YOUR GOAL: Whenever a line of the material contains the string "handle", it should be copied.

[Start of Attachment]

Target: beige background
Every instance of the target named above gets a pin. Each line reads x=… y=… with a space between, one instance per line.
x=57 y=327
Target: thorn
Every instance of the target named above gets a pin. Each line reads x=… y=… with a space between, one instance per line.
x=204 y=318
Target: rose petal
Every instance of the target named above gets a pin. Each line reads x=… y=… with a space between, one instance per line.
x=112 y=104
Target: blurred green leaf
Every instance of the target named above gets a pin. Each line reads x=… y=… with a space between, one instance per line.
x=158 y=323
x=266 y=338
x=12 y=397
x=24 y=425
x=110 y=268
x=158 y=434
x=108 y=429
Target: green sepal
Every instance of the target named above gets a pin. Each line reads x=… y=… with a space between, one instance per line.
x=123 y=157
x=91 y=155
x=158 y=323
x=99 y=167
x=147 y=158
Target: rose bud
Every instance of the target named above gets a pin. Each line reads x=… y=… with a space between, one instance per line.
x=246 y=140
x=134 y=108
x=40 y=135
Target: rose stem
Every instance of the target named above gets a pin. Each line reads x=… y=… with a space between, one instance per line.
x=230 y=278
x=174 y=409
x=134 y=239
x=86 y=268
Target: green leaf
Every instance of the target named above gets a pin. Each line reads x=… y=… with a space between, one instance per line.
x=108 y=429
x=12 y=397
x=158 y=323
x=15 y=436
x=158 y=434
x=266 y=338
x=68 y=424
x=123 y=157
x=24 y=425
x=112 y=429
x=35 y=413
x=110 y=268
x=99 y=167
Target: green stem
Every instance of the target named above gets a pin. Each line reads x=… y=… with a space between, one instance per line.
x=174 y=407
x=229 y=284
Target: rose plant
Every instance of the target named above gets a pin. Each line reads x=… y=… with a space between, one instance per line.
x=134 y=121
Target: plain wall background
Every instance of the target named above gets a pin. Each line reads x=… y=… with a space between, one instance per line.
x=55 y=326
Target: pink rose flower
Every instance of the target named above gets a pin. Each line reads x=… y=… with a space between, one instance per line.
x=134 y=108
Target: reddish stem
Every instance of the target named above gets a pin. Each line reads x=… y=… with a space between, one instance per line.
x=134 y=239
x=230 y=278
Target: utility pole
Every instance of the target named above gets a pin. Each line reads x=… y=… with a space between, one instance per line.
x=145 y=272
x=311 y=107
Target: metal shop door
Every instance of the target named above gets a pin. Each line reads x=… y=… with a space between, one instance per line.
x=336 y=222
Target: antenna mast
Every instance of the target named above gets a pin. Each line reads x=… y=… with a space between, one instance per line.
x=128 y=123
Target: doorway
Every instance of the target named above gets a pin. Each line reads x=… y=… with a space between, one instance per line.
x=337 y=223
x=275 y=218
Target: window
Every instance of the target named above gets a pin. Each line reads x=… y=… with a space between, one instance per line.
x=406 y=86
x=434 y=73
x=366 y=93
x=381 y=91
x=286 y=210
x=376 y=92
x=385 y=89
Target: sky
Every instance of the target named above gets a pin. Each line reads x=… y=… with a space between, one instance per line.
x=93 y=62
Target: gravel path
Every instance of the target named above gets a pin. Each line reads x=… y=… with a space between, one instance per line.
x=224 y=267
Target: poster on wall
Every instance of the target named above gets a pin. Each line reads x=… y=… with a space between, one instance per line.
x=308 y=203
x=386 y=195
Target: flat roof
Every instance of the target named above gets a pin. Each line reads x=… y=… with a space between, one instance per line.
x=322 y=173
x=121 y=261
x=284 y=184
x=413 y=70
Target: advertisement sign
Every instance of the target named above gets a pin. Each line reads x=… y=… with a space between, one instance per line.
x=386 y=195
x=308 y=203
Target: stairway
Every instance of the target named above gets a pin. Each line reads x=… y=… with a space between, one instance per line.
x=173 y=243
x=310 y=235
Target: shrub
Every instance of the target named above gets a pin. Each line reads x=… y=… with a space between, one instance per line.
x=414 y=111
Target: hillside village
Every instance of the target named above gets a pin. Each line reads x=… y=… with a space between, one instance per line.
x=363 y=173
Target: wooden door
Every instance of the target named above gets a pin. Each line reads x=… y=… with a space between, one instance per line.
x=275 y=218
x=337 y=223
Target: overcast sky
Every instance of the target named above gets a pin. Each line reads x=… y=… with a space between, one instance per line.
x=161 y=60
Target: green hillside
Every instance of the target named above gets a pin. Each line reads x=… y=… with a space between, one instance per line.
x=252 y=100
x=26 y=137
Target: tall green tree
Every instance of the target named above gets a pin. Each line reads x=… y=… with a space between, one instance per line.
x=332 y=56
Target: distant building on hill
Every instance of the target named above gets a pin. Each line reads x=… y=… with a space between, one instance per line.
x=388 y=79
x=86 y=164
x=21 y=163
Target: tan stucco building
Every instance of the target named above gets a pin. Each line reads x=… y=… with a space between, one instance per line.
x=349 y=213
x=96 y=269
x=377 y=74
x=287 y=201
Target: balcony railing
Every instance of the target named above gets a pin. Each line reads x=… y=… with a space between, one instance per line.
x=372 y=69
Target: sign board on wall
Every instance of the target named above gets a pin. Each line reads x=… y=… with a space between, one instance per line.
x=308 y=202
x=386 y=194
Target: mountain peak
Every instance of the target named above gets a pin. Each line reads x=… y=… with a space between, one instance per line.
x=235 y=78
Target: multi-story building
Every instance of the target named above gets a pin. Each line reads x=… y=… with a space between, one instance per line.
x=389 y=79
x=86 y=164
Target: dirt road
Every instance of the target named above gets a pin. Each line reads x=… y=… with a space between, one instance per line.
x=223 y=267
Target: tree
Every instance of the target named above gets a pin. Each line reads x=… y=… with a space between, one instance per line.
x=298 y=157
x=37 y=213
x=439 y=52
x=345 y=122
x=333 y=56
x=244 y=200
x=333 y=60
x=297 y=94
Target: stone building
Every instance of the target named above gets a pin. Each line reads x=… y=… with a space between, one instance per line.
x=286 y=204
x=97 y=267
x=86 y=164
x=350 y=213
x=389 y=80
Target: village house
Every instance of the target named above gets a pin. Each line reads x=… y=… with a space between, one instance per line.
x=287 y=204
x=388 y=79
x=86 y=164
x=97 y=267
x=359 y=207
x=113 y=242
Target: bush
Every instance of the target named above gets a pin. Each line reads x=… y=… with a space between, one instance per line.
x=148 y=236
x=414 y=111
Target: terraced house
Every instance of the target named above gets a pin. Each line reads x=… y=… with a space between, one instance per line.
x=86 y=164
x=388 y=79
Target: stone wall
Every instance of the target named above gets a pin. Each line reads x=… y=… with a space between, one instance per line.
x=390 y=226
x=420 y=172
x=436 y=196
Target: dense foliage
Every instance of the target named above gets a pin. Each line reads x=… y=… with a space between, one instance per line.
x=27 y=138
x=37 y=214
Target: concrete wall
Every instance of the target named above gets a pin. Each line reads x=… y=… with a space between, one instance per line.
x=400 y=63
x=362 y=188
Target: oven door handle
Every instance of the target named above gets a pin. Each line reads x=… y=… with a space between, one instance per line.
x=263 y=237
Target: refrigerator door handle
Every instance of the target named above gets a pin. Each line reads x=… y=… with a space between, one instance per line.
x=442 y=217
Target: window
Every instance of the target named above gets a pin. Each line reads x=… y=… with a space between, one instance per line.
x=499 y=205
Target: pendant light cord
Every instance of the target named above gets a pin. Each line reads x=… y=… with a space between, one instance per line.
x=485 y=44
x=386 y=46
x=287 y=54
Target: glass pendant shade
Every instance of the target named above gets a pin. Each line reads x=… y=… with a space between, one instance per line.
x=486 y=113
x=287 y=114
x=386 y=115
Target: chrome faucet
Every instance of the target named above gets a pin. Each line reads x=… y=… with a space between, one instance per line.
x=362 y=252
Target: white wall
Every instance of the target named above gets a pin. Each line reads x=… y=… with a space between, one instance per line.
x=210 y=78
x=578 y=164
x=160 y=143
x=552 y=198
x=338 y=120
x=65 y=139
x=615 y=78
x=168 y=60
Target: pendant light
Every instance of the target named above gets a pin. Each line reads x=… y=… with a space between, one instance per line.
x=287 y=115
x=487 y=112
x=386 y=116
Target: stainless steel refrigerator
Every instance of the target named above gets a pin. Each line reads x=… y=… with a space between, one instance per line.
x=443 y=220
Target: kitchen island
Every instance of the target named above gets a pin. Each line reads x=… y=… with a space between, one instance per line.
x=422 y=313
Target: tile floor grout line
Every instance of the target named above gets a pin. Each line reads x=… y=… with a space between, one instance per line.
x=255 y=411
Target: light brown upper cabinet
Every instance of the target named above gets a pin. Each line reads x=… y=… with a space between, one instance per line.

[End of Attachment]

FINAL ANSWER:
Target: oven door handle
Target: refrigerator door handle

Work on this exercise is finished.